Try it — Every single entry should be printed exactly.

Data provided —
[Start of Attachment]
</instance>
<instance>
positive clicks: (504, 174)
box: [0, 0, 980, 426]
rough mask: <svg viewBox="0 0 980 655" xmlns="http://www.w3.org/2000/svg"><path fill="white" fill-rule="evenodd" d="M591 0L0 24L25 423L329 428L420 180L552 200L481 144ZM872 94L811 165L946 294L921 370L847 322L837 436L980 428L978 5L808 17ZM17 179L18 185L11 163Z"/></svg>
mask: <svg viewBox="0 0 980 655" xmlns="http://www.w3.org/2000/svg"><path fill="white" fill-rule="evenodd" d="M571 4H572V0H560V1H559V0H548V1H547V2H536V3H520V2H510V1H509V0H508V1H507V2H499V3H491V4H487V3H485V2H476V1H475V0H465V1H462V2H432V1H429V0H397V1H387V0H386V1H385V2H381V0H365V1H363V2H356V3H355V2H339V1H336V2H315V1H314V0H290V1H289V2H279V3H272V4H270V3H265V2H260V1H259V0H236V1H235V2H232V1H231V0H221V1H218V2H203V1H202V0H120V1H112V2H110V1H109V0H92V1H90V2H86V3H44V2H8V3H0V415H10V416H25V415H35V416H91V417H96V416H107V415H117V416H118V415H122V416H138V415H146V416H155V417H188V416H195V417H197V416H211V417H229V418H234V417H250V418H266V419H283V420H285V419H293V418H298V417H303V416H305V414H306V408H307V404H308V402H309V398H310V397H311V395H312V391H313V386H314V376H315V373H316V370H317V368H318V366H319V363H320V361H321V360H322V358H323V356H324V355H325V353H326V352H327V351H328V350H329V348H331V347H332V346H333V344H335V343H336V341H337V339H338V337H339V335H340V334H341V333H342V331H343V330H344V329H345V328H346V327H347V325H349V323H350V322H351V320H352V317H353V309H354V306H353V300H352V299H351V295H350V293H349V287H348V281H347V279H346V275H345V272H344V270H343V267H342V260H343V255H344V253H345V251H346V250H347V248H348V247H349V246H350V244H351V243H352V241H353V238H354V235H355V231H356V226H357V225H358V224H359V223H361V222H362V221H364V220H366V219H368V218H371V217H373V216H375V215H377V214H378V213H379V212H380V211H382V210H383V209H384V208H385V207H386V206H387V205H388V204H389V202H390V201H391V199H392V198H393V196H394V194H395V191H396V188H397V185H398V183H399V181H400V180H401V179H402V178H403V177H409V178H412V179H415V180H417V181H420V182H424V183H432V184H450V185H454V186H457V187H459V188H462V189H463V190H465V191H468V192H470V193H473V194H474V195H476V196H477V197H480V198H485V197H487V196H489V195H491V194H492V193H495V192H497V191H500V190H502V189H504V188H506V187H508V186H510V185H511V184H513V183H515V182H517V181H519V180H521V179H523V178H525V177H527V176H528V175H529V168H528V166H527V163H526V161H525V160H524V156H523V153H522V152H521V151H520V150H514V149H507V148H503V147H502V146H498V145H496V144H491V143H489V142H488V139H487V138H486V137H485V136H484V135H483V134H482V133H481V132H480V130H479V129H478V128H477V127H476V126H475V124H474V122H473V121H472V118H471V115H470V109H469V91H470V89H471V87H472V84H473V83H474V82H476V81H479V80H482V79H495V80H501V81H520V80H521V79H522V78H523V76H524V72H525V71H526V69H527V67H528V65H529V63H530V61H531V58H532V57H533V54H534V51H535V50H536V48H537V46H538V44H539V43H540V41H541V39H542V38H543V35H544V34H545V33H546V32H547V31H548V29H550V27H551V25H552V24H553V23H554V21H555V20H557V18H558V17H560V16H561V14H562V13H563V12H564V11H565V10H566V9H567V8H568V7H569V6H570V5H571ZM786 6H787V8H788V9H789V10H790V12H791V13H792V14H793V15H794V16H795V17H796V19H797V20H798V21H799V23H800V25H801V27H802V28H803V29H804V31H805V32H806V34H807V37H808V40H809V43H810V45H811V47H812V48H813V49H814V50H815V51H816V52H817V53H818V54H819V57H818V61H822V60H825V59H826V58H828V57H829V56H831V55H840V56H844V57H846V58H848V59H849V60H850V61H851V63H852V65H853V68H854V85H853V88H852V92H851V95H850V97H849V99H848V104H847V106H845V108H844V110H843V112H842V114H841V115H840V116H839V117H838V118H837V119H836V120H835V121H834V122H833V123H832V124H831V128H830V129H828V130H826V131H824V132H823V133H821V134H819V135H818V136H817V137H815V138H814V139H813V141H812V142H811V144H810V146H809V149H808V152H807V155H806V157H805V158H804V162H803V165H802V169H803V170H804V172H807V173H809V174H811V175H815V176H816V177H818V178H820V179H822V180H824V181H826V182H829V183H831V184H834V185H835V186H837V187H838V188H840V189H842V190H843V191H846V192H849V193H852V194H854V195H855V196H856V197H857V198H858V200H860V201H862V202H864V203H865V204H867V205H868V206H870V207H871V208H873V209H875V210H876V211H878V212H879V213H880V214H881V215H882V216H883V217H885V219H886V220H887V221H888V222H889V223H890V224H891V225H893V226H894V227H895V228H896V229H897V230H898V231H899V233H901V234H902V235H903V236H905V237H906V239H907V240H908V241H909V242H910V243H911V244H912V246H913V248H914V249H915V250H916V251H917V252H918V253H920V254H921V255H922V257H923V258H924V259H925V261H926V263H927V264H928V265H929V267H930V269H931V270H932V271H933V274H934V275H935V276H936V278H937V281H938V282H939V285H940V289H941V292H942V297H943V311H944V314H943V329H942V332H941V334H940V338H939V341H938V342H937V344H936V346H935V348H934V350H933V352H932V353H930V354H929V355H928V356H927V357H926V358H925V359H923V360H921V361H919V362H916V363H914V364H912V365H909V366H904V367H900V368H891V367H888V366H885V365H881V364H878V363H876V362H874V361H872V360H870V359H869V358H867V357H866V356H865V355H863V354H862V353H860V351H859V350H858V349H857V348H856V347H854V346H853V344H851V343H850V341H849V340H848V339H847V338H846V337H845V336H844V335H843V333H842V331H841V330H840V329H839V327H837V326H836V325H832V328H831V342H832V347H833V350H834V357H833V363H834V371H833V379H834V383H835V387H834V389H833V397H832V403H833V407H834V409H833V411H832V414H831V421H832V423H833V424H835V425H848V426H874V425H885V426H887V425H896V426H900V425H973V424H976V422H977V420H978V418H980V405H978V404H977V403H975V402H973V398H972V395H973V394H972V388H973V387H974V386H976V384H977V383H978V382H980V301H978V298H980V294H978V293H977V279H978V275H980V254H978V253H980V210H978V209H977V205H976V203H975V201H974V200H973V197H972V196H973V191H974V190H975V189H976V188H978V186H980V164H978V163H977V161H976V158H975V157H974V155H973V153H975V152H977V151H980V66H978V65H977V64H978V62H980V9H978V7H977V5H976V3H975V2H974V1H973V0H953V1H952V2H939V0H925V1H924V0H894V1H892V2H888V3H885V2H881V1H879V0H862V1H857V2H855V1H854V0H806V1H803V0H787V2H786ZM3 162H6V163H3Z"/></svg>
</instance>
[End of Attachment]
Result of the task —
</instance>
<instance>
positive clicks: (504, 174)
box: [0, 0, 980, 426]
rough mask: <svg viewBox="0 0 980 655" xmlns="http://www.w3.org/2000/svg"><path fill="white" fill-rule="evenodd" d="M591 0L0 24L25 423L329 428L420 180L552 200L481 144ZM872 94L811 165L946 294L921 370L847 322L837 436L980 428L978 5L808 17ZM17 179L18 185L11 163Z"/></svg>
mask: <svg viewBox="0 0 980 655" xmlns="http://www.w3.org/2000/svg"><path fill="white" fill-rule="evenodd" d="M571 4H572V0H560V1H559V0H548V1H547V2H536V3H520V2H510V1H509V0H508V1H507V2H499V3H491V4H487V3H485V2H476V1H475V0H465V1H462V2H432V1H429V0H397V1H387V0H386V1H385V2H381V0H365V1H363V2H356V3H355V2H339V1H336V2H315V1H314V0H290V1H289V2H279V3H272V4H270V3H265V2H260V1H259V0H236V1H235V2H232V1H231V0H221V1H218V2H203V1H202V0H120V1H112V2H110V1H109V0H92V1H90V2H86V3H44V2H8V3H0V415H10V416H25V415H35V416H91V417H96V416H107V415H117V416H118V415H122V416H138V415H146V416H155V417H188V416H195V417H197V416H211V417H229V418H234V417H250V418H266V419H283V420H285V419H293V418H298V417H303V416H305V414H306V408H307V404H308V402H309V398H310V397H311V395H312V391H313V386H314V376H315V373H316V370H317V368H318V366H319V363H320V361H321V360H322V358H323V356H324V355H325V353H326V352H327V351H328V350H329V348H331V347H332V346H333V344H335V343H336V341H337V339H338V337H339V335H340V334H341V333H342V331H343V330H344V329H345V328H346V327H347V325H349V323H350V322H351V320H352V317H353V309H354V306H353V300H352V299H351V295H350V293H349V287H348V281H347V279H346V275H345V272H344V270H343V267H342V260H343V255H344V253H345V251H346V250H347V248H348V247H349V246H350V244H351V243H352V241H353V238H354V235H355V231H356V226H357V225H358V224H359V223H361V222H362V221H364V220H366V219H368V218H371V217H373V216H375V215H377V214H378V213H379V212H380V211H382V210H383V209H384V208H385V207H386V206H387V205H388V204H389V202H390V201H391V199H392V198H393V196H394V194H395V191H396V188H397V185H398V183H399V181H400V180H401V179H402V178H403V177H409V178H412V179H415V180H417V181H420V182H424V183H432V184H450V185H454V186H457V187H459V188H462V189H463V190H465V191H468V192H470V193H473V194H474V195H476V196H477V197H480V198H485V197H487V196H489V195H491V194H492V193H495V192H497V191H500V190H502V189H504V188H506V187H508V186H510V185H511V184H513V183H515V182H517V181H519V180H521V179H523V178H525V177H527V176H528V175H529V168H528V166H527V163H526V161H525V160H524V156H523V153H522V152H521V151H520V150H514V149H507V148H503V147H502V146H498V145H496V144H491V143H489V142H488V139H487V138H486V137H485V136H484V135H483V134H482V133H481V132H480V130H479V129H478V128H477V127H476V126H475V124H474V122H473V121H472V118H471V115H470V109H469V91H470V89H471V87H472V84H473V83H474V82H476V81H479V80H482V79H495V80H501V81H520V80H521V79H522V78H523V76H524V72H525V71H526V69H527V67H528V65H529V63H530V61H531V58H532V57H533V54H534V51H535V50H536V48H537V46H538V44H539V43H540V41H541V39H542V38H543V35H544V34H545V33H546V32H547V31H548V29H550V27H551V25H552V24H553V23H554V21H555V20H557V18H558V17H560V16H561V14H562V13H563V12H564V11H565V10H566V9H567V8H568V7H569V6H570V5H571ZM786 6H787V8H788V9H789V10H790V12H791V13H792V14H793V15H794V16H795V17H796V19H797V20H798V21H799V23H800V25H801V27H802V28H803V29H804V31H805V32H806V34H807V37H808V40H809V43H810V45H811V47H812V48H813V49H814V50H815V51H816V52H817V53H818V54H819V57H818V61H822V60H825V59H826V58H828V57H829V56H831V55H840V56H844V57H846V58H848V59H849V60H850V61H851V63H852V65H853V68H854V85H853V88H852V92H851V95H850V97H849V99H848V104H847V106H845V108H844V110H843V112H842V114H841V115H840V116H839V117H838V118H837V119H836V120H835V121H834V122H833V123H832V124H831V128H830V129H828V130H826V131H824V132H823V133H821V134H819V135H818V136H817V137H815V138H814V139H813V141H812V142H811V144H810V146H809V149H808V152H807V155H806V157H805V158H804V162H803V165H802V169H803V170H804V172H807V173H809V174H811V175H815V176H816V177H818V178H820V179H822V180H824V181H826V182H829V183H831V184H834V185H835V186H837V187H838V188H840V189H842V190H843V191H846V192H849V193H852V194H854V195H855V196H856V197H857V198H858V200H860V201H862V202H864V203H865V204H867V205H868V206H870V207H871V208H873V209H875V210H876V211H878V212H879V213H880V214H881V215H882V216H883V217H885V219H886V220H887V221H888V222H889V223H890V224H891V225H893V226H894V227H895V228H896V229H897V230H898V231H899V233H901V234H902V235H903V236H905V237H906V239H907V240H908V241H909V242H910V243H911V244H912V246H913V248H914V249H915V250H916V251H917V252H918V253H920V254H921V255H922V257H923V258H924V259H925V261H926V263H927V264H928V265H929V267H930V269H931V270H932V271H933V274H934V275H935V276H936V278H937V281H938V282H939V285H940V289H941V292H942V297H943V311H944V314H943V329H942V332H941V334H940V338H939V341H938V342H937V344H936V346H935V348H934V350H933V352H932V353H930V354H929V355H928V356H927V357H926V358H925V359H923V360H921V361H919V362H916V363H914V364H912V365H909V366H904V367H900V368H891V367H888V366H885V365H881V364H878V363H876V362H874V361H872V360H870V359H869V358H867V357H866V356H865V355H863V354H862V353H860V351H859V350H858V349H857V348H856V347H854V346H853V344H851V343H850V341H849V340H848V339H847V338H846V337H845V336H844V335H843V333H842V331H841V330H840V329H839V327H837V326H836V325H832V328H831V342H832V347H833V350H834V357H833V363H834V371H833V379H834V383H835V387H834V389H833V397H832V403H833V407H834V409H833V411H832V414H831V421H832V423H833V424H835V425H848V426H874V425H885V426H887V425H896V426H900V425H973V424H976V422H977V420H978V418H980V405H978V404H977V403H975V402H973V398H972V395H973V394H972V388H973V387H974V386H976V384H977V383H978V382H980V301H978V298H980V294H978V293H977V279H978V275H980V254H978V253H980V210H978V209H977V205H976V203H975V201H974V200H973V197H972V196H973V191H974V190H975V189H976V188H978V186H980V164H978V163H977V161H976V158H975V157H974V155H973V153H975V152H977V151H980V66H978V65H977V64H978V62H980V9H978V7H977V5H976V3H975V2H974V1H973V0H953V1H952V2H939V0H925V1H924V0H894V1H892V2H888V3H885V2H881V1H879V0H862V1H857V2H855V1H854V0H806V1H803V0H787V2H786ZM3 162H6V163H3Z"/></svg>
</instance>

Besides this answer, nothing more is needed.